### Work instructions
Reproduce the entries exactly, beginning with the line containing "Where can the decorative" and ending with their last line, both included.

[Stored data entries]

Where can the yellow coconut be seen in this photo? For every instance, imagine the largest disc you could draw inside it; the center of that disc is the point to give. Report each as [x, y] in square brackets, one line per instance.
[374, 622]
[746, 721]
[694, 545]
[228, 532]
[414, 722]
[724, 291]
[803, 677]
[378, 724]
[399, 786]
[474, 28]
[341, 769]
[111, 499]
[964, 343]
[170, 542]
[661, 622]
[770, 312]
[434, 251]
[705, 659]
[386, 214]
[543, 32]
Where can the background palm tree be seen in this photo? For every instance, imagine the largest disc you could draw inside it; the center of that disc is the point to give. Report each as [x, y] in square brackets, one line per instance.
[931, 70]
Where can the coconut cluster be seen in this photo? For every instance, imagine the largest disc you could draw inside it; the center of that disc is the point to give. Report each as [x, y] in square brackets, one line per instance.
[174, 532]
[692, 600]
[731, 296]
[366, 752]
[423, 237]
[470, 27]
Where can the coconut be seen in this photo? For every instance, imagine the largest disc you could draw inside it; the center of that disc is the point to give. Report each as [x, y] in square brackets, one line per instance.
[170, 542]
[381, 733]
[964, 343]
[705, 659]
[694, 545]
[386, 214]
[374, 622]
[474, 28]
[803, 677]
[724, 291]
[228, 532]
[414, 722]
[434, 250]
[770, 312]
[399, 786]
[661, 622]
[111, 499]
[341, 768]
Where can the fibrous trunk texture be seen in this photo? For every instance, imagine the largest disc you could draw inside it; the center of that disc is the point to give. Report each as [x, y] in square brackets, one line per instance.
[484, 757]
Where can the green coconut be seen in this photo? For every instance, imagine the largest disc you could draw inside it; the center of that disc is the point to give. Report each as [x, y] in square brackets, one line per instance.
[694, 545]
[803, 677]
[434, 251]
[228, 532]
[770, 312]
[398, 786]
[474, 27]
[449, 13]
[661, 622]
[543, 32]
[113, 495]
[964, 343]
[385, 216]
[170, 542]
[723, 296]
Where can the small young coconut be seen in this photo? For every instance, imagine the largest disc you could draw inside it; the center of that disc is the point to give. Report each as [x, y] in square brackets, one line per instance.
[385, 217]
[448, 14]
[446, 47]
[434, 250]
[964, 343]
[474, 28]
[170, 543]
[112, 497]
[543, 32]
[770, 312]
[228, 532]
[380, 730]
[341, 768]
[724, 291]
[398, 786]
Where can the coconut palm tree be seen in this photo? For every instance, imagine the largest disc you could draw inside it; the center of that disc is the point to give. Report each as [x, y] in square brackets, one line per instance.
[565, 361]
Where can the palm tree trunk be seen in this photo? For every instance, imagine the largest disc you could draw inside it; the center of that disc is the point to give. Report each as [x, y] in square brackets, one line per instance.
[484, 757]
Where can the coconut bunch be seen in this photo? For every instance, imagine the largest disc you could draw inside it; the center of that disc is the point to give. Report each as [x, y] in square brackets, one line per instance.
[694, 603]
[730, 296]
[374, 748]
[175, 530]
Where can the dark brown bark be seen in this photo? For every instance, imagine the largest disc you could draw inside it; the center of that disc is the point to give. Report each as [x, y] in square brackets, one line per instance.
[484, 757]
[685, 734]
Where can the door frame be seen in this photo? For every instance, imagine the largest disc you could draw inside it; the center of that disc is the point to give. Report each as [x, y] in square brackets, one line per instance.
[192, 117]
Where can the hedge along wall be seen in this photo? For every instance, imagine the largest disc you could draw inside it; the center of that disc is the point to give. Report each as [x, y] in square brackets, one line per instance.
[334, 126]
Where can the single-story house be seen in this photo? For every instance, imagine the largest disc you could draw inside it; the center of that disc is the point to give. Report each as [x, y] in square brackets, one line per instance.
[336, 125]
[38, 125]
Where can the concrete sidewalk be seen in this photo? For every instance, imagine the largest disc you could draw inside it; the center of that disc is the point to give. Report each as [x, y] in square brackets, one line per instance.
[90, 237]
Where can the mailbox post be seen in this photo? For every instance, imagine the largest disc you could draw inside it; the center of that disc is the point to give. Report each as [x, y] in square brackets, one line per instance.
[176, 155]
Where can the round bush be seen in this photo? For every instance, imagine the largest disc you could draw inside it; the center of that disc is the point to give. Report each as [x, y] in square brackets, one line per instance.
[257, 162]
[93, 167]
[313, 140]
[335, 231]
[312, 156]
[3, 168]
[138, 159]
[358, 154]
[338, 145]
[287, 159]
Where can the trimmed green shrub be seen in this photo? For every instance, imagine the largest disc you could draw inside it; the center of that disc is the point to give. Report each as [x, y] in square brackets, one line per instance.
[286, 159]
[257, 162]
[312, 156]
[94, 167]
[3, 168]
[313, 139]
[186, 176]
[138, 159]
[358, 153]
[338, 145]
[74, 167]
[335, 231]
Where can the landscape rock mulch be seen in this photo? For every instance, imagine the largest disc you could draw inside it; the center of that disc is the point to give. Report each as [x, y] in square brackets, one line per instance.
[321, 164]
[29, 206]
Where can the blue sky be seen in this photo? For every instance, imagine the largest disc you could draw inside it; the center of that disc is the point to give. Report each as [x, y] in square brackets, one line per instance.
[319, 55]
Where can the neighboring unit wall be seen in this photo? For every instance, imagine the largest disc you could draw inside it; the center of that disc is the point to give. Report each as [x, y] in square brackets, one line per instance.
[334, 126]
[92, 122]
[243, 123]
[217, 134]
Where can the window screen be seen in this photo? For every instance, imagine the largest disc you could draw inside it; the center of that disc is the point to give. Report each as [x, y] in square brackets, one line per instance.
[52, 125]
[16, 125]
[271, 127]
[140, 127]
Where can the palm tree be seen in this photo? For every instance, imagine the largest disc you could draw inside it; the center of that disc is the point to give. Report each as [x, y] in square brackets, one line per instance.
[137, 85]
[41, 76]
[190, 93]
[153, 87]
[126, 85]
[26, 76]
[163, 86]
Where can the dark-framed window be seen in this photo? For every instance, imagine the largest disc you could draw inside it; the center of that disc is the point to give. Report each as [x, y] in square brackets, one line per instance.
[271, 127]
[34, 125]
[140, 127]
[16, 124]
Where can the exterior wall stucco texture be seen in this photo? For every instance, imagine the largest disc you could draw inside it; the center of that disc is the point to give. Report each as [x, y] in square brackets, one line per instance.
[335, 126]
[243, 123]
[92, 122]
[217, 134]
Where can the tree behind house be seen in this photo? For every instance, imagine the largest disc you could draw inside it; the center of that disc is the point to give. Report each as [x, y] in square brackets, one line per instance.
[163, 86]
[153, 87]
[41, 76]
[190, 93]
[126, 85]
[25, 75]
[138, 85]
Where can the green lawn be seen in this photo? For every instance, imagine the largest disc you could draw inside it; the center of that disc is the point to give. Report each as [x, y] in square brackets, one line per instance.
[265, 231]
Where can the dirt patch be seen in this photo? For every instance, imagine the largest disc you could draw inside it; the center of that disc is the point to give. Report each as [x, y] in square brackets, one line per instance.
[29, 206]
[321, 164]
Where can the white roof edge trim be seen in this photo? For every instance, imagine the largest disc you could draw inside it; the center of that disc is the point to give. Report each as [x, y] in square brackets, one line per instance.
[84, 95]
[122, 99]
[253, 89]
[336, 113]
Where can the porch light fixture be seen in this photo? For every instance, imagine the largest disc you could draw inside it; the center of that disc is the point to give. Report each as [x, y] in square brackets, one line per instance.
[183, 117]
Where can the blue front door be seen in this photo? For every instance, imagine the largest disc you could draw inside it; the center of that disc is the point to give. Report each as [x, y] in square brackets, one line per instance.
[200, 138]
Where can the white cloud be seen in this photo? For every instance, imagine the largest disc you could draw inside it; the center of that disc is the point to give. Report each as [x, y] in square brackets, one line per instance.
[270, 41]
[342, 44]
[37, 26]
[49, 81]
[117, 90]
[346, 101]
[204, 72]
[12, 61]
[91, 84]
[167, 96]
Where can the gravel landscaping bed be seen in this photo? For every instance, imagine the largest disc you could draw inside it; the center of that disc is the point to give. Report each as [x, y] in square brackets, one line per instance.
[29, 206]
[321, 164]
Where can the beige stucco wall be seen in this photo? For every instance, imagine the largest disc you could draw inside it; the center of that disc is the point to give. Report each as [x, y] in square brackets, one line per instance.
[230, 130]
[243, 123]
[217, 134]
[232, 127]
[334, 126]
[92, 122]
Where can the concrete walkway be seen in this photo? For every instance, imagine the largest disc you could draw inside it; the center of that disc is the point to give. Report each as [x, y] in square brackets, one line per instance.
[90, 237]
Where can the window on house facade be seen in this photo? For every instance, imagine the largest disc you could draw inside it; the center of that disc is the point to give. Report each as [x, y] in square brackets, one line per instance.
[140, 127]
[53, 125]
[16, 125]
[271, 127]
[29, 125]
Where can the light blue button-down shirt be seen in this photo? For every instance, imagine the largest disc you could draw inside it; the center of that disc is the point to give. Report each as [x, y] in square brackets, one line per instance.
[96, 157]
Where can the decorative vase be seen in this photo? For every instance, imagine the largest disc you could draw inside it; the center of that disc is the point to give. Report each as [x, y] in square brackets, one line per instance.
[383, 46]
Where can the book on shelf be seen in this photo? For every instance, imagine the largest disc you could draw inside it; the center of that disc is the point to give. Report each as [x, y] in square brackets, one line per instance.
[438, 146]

### Answer space
Where can the decorative vase be seen in this photo? For every instance, imagine the largest disc you could draw inside it; the center of that disc is the point to give. Report each as [x, y] in square brackets, one line per instance.
[383, 46]
Where can the book on shelf be seen in this photo? For every instance, imagine the largest disc you could draw inside it; the center of that disc is the point to give. Report each as [x, y] in square brackets, one line per instance.
[438, 146]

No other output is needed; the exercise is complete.